_INSTRUCTIONS FOR THE TASK_.
Give all of the records again precisely, excluding whatever pictures they contain.

_AVAILABLE DATA_.
Start of Block

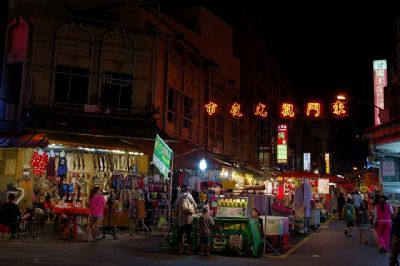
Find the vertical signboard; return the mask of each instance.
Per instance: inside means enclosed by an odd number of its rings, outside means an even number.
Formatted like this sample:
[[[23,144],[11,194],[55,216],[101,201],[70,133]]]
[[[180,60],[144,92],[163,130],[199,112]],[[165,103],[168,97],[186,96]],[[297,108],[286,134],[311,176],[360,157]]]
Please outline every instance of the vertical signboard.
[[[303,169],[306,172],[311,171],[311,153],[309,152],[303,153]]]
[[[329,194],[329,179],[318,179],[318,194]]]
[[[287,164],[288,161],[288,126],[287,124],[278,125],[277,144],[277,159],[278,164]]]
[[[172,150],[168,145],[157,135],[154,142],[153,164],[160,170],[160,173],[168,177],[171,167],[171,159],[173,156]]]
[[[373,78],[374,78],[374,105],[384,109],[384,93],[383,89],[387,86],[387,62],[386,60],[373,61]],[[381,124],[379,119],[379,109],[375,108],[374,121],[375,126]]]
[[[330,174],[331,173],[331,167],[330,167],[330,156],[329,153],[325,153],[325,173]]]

End of Block

_YOUR RESPONSE_.
Find the vertical signboard; return the mask of each instance.
Per instance: inside means enclosed by an odd number of its rings, outside means an even number.
Formatted like this sample:
[[[23,144],[11,194],[55,216],[101,201],[70,133]]]
[[[180,60],[144,92],[163,130],[199,112]],[[165,103],[168,97],[186,96]],[[297,108],[286,134],[311,176],[360,157]]]
Please outline every instance of the vertical signboard.
[[[303,169],[306,172],[311,171],[311,153],[309,152],[303,153]]]
[[[329,194],[329,179],[318,179],[318,194]]]
[[[287,164],[288,161],[288,126],[287,124],[278,125],[277,144],[277,159],[278,164]]]
[[[172,150],[168,145],[157,135],[154,142],[153,164],[160,170],[160,173],[168,177],[171,167],[171,159],[173,156]]]
[[[373,78],[374,78],[374,105],[384,109],[384,93],[383,89],[387,86],[387,62],[386,60],[373,61]],[[381,124],[379,119],[379,109],[375,108],[374,121],[375,126]]]
[[[330,174],[331,173],[331,167],[330,167],[330,156],[329,153],[325,153],[325,173]]]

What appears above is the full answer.